**Tasks to perform:**
A. According to the project text below, what should be done with the tar.gz file before installing the package?
B. From the project text, please output the passage starting with "This contains the" and going on through "determine the folds.".

Project

This contains the package and code scripts for the following paper, Rahman, T., Huang, H. E., Li, Y., Tai, A. S., Hsieh, W. P., & Tseng, G. (2019). A sparse negative binomial classifier with covariate adjustment for RNA-seq data. BioRxiv, 636340.

Installing

For installation, we recommend to unzip the tar.gz file first and then use devtools::install() to install the package, which can make sure to install all the depends.

The following shows how to get result for one run of simulation.

##Simulate the data

library(SnbClass)
sim<-Simulat_data(N_sample=1200,pareto_shape=8,pareto_scale=10,lfc_mean=0.25,prob_inform = 0.1250,cov_mean =0.25,N_train=200)

## For this version the folds for cross-validation is found from "PoiClaClu" package. Next version will automatically determine the folds.
plda_list<-Classify.cv(sim$train_data$dat,y=sim$train_data$ytr, rhos = seq(0,6,len=31), beta = 1, nfolds = 10, type="quantile",
                       folds = NULL, transform=TRUE)

**Data supplied:**
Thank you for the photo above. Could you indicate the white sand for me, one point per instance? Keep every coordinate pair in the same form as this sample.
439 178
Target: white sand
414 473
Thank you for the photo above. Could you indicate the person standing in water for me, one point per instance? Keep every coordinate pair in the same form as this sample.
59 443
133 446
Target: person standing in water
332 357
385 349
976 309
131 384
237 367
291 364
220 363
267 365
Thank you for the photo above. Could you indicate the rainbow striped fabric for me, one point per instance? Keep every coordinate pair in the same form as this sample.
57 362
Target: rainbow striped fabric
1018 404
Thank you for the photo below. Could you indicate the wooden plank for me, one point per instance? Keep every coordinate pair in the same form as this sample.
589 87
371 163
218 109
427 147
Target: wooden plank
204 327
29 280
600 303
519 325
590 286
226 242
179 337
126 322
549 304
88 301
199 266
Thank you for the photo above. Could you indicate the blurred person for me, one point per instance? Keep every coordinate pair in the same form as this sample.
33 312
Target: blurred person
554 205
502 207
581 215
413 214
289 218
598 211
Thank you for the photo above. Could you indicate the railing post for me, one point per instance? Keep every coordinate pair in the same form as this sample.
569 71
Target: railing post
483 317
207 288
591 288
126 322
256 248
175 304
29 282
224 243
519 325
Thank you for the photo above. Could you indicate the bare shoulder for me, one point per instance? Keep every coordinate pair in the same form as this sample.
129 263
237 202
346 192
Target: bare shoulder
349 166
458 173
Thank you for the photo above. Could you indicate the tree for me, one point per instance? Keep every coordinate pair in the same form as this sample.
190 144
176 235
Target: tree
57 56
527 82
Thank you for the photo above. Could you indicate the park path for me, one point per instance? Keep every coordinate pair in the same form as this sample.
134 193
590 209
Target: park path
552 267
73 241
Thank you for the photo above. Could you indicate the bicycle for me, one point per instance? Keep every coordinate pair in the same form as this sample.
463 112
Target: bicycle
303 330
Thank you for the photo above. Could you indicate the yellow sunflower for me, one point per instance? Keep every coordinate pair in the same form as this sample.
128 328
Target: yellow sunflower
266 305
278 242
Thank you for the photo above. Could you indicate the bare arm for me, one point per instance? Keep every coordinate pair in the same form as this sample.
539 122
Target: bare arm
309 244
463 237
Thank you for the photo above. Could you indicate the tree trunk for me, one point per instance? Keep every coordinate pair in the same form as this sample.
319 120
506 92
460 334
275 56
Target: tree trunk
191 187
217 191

**Expected results:**
A. Unzip it first, then install the package with devtools::install().

B.
This contains the package and code scripts for the following paper, Rahman, T., Huang, H. E., Li, Y., Tai, A. S., Hsieh, W. P., & Tseng, G. (2019). A sparse negative binomial classifier with covariate adjustment for RNA-seq data. BioRxiv, 636340.

Installing

For installation, we recommend to unzip the tar.gz file first and then use devtools::install() to install the package, which can make sure to install all the depends.

The following shows how to get result for one run of simulation.

##Simulate the data

library(SnbClass)
sim<-Simulat_data(N_sample=1200,pareto_shape=8,pareto_scale=10,lfc_mean=0.25,prob_inform = 0.1250,cov_mean =0.25,N_train=200)

## For this version the folds for cross-validation is found from "PoiClaClu" package. Next version will automatically determine the folds.